SUPPLIED PASSAGE:
Looking for people and groups to follow

I realized that my twitter/g+/rss is very lacking in makers/hackers, I’d love some suggestions for some high-quality blogs and follows.

I’m primarily interested in people who show off projects and discuss their craft more than anything else, but talk about new items, industry commentary, events, and so forth are cool too. :smile: Feel free to suggest yourself!

Some of my favourites. Mostly nerdy stuff, not so much “maker” stuff. :).

Ben Krasnow / Applied Science @BenKrasnow / https://www.youtube.com/user/bkraz333
Ben does lots of neat science experiments in his garage. He’s built a scanning-electron microscope, experimented with vacuum deposition, building a ruby laser, and he drives a DeLorean.

Mike of Mike’s Electric Stuff @mikelectricstuf / https://www.youtube.com/channel/UCcs0ZkP_as4PpHDhFcmCHyA
Mike does neat installation projects (LEDs mostly, it seems, some pretty high profile stuff e.g. he did part of a big piece in Heathrow). His channel is mostly teardowns of interesting electromechanical gadgets and discussion of interesting solutions to problems he runs into doing his installations. Clearly very knowledgable and I learn a lot from his commentary. Pretty sure he’s mostly self-taught.

TASKS TO COMPLETE:
**A)** Output the follow-suggestions thread word for word, from "I’m primarily interested" to "drives a DeLorean.".
**B)** According to the follow-suggestions thread, why is the original poster asking for blogs and accounts to follow?
**C)** Render this sentence from the follow-suggestions thread in Spanish: "Ben does lots of neat science experiments in his garage."
The listing is separate material and has no connection to the follow-suggestions thread.

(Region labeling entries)
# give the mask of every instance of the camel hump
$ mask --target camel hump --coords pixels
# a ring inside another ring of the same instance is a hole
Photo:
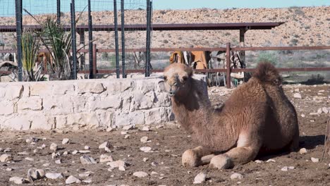
[[[263,82],[274,83],[276,85],[282,83],[282,78],[279,70],[269,62],[259,63],[253,77]]]

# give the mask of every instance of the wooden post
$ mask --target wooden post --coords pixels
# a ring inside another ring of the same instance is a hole
[[[226,73],[226,83],[227,84],[227,88],[230,89],[231,88],[231,43],[228,42],[227,46],[226,46],[226,68],[227,68],[227,73]]]
[[[82,46],[84,46],[82,49],[85,49],[85,31],[81,30],[78,32],[79,35],[79,44],[80,44],[80,46],[79,46],[79,49],[81,48]],[[80,70],[85,70],[85,55],[86,53],[83,52],[82,55],[80,56]]]
[[[328,121],[326,122],[326,142],[325,142],[325,150],[328,154],[328,156],[330,156],[330,123],[329,122],[329,118],[328,118]]]
[[[96,44],[93,44],[93,76],[96,77],[97,75],[97,49]]]
[[[245,46],[245,38],[244,38],[244,35],[245,34],[246,30],[245,28],[241,28],[240,29],[240,47],[244,47]],[[241,56],[240,56],[240,59],[245,63],[245,51],[241,51]]]

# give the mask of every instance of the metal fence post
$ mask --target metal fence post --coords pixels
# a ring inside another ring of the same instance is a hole
[[[77,46],[75,39],[75,0],[71,0],[71,37],[72,37],[72,61],[73,63],[73,79],[77,80]]]
[[[56,17],[57,25],[61,24],[61,0],[57,0],[57,17]]]
[[[150,76],[150,35],[151,35],[151,0],[147,0],[147,44],[145,54],[145,77]]]
[[[125,66],[125,1],[121,1],[121,67],[123,68],[123,78],[126,78]]]
[[[93,54],[92,54],[92,56],[93,56],[93,68],[92,68],[92,70],[93,70],[93,77],[94,78],[96,78],[96,75],[97,75],[97,46],[96,44],[93,44]]]
[[[22,13],[23,0],[16,0],[16,36],[17,36],[17,58],[18,65],[18,81],[23,80],[22,68]]]
[[[227,84],[227,88],[231,88],[231,43],[228,42],[226,48],[226,82]]]
[[[117,1],[114,0],[114,31],[115,31],[115,49],[116,49],[116,75],[119,78],[119,48],[118,41],[118,18],[117,18]]]
[[[92,28],[92,14],[91,14],[91,6],[90,0],[88,0],[88,55],[89,55],[89,61],[90,61],[90,79],[93,79],[94,74],[93,73],[93,28]]]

ANSWER SET:
**A)**
I’m primarily interested in people who show off projects and discuss their craft more than anything else, but talk about new items, industry commentary, events, and so forth are cool too. :smile: Feel free to suggest yourself!

Some of my favourites. Mostly nerdy stuff, not so much “maker” stuff. :).

Ben Krasnow / Applied Science @BenKrasnow / https://www.youtube.com/user/bkraz333
Ben does lots of neat science experiments in his garage. He’s built a scanning-electron microscope, experimented with vacuum deposition, building a ruby laser, and he drives a DeLorean.

**B)** The poster realized that their Twitter, Google+, and RSS feeds were very lacking in makers and hackers, so they want suggestions for high-quality blogs and follows.

**C)** Ben hace muchos experimentos científicos interesantes en su garaje.